◆ Source extract ◆
::::::
While the semiconductor world was chasing GPU stocks, Corning was quietly developing new products and building manufacturing capacity.

When the hyperscalers started pouring trillions into data centers, Corning was the only company ready to supply at scale.

Then the deals started arriving.

In January, Meta signed a multiyear agreement worth up to $6 billion for Corning optical fiber to power its AI data centers. The stock surged 18% in a single session — its first all-time high since the dot-com era.

Then, on this morning's earnings call, CEO Wendell Weeks dropped a line that should have stopped every investor cold:

"We now have concluded two more large long-term agreements with hyperscale customers. They are each similar in size and duration to the Meta agreement."  — Wendell Weeks, Corning CEO — Q1 2026 Earnings Call, April 29, 2026.

Three deals.

Each is approximately $6 billion. Two customers not yet named. That is close to $18 billion in contracted fiber revenue that didn't exist eighteen months ago.

The financials are real. Q1 2026 sales grew 18% to $4.35 billion. EPS grew 30% to $0.70. Operating margins hit 20.2% — a milestone the company had targeted for end of 2027, reached a full year early.

The Optical Communications segment grew 36% year over year. Corning's stock is up 74% year-to-date.

And it just launched a product called Multicore Fiber — a cable that packs four times the data capacity into the same physical strand. That means a data center operator can get the same performance with 75% fewer cables.

In a world where every square foot of data center floor space costs a fortune, that is not a minor product update.

That is a pricing power event.

THE OPPORTUNITY IN FRONT OF INVESTORS

Every great trade has a simple thesis at its core.

The AMD thesis was simple: demand is too big for one company.

The thesis here is equally simple. Musk is building a chip complex that rivals TSMC. The semiconductor sector just posted its longest winning streak in 32 years. And the rotation out of the single dominant name — Nvidia — is already underway, exactly the way it was for AMD two years ago.

Marvell is the company building the custom chips that replace Nvidia GPUs at hyperscale. Corning is the company threading the fiber that holds the entire AI buildout together.

Both were ignored while Nvidia took all the oxygen. Both could now be getting their moment.
::::::
◆ Direction a ◆
Do the following statements agree with the Corning passage? Mark each yes or no and quote the passage's deciding words. (i) Meta's agreement with Corning was worth up to $6 billion. (ii) Multicore Fiber packs twice the data capacity into the same physical strand. (iii) Corning hit its operating margin target ahead of schedule.
The Corning passage and the listing below it are unrelated material.

◆ Listing ◆
::::::
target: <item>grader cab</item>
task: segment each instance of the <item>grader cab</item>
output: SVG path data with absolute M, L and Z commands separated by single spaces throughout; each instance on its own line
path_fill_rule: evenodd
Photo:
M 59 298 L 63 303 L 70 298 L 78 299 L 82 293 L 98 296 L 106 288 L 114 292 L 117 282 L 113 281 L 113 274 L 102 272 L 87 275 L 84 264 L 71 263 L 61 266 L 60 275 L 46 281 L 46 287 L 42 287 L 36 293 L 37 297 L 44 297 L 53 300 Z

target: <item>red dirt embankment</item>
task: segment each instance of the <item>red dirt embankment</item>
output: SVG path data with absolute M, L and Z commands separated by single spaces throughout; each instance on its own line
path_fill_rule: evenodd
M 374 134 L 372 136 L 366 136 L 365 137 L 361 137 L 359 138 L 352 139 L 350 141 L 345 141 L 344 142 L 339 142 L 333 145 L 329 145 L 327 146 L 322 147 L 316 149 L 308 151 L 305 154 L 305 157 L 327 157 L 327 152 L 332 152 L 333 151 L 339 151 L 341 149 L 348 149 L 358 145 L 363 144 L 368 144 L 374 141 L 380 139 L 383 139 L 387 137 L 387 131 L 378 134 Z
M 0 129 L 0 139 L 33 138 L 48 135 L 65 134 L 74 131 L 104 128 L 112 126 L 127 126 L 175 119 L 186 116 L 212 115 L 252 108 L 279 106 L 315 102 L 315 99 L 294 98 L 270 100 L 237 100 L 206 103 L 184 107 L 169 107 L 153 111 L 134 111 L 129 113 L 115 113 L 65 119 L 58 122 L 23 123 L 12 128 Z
::::::
◆ Direction b ◆
Rewrite the whole listing with "each instance" replaced by "every instance" throughout, leaving everything else unchanged.

◆ Exercise result a ◆
(i) Yes: "Meta signed a multiyear agreement worth up to $6 billion for Corning optical fiber"
(ii) No: "a cable that packs four times the data capacity into the same physical strand"
(iii) Yes: "a milestone the company had targeted for end of 2027, reached a full year early"

◆ Exercise result b ◆
target: <item>grader cab</item>
task: segment every instance of the <item>grader cab</item>
output: SVG path data with absolute M, L and Z commands separated by single spaces throughout; every instance on its own line
path_fill_rule: evenodd
Photo:
M 59 298 L 63 303 L 70 298 L 78 299 L 82 293 L 98 296 L 106 288 L 114 292 L 117 282 L 113 281 L 113 274 L 102 272 L 87 275 L 84 264 L 71 263 L 61 266 L 60 275 L 46 281 L 46 287 L 42 287 L 36 293 L 37 297 L 44 297 L 53 300 Z

target: <item>red dirt embankment</item>
task: segment every instance of the <item>red dirt embankment</item>
output: SVG path data with absolute M, L and Z commands separated by single spaces throughout; every instance on its own line
path_fill_rule: evenodd
M 374 134 L 372 136 L 366 136 L 365 137 L 361 137 L 359 138 L 352 139 L 350 141 L 345 141 L 344 142 L 339 142 L 333 145 L 329 145 L 327 146 L 322 147 L 316 149 L 308 151 L 305 154 L 305 157 L 327 157 L 327 152 L 332 152 L 333 151 L 339 151 L 341 149 L 348 149 L 358 145 L 363 144 L 368 144 L 374 141 L 380 139 L 383 139 L 387 137 L 387 131 L 378 134 Z
M 0 129 L 0 139 L 33 138 L 48 135 L 65 134 L 74 131 L 104 128 L 112 126 L 127 126 L 175 119 L 186 116 L 212 115 L 252 108 L 279 106 L 315 102 L 315 99 L 294 98 L 270 100 L 237 100 L 206 103 L 184 107 L 169 107 L 153 111 L 134 111 L 129 113 L 115 113 L 65 119 L 58 122 L 23 123 L 12 128 Z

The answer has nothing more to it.